Objective: Reproduce all of the entries below, replacing each occurrence of "Multiple matches" with "Several matches" and changing nothing else.

----------

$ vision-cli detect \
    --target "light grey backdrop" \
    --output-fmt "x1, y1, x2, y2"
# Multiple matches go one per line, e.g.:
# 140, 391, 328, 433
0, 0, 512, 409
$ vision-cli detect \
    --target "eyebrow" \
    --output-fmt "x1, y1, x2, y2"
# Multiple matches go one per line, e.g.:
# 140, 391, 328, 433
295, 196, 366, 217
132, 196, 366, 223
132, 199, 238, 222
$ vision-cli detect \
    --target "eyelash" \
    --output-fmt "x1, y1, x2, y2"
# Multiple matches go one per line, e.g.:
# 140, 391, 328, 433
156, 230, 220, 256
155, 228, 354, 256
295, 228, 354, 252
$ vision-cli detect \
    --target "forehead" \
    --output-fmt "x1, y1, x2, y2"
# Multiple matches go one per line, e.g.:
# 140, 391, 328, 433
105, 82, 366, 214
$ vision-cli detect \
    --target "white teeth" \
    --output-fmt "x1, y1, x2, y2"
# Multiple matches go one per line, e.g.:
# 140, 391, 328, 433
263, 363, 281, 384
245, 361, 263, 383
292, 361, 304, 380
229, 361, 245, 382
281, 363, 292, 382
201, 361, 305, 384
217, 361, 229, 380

----------

Written response:
$ vision-cli detect \
    --target "light grey backdrop" \
    --output-fmt "x1, y1, x2, y2"
# Several matches go one per line, e.g.:
# 140, 391, 328, 433
0, 0, 512, 409
$ vision-cli detect \
    --target "eyebrow" \
    --output-fmt "x1, y1, x2, y2"
# Several matches go one per line, e.g.:
# 140, 391, 328, 433
295, 196, 366, 217
132, 196, 366, 223
132, 199, 238, 222
$ vision-cli detect \
    --target "eyelash" \
    --output-fmt "x1, y1, x2, y2"
# Several matches go one per line, e.g.:
# 140, 391, 328, 433
156, 230, 220, 256
155, 228, 354, 256
295, 228, 354, 252
$ vision-cli detect \
    --target "forehead" \
    --output-fmt "x1, y1, x2, y2"
# Several matches go one per line, e.g.:
# 140, 391, 328, 433
105, 82, 366, 214
$ vision-cli detect \
    --target "white teeth" \
    --output-fmt "x1, y1, x2, y2"
# Several matches go one per line, e.g.:
# 140, 391, 328, 433
263, 363, 281, 384
245, 361, 263, 383
292, 361, 304, 380
229, 361, 245, 382
281, 363, 292, 382
201, 361, 305, 384
217, 361, 229, 380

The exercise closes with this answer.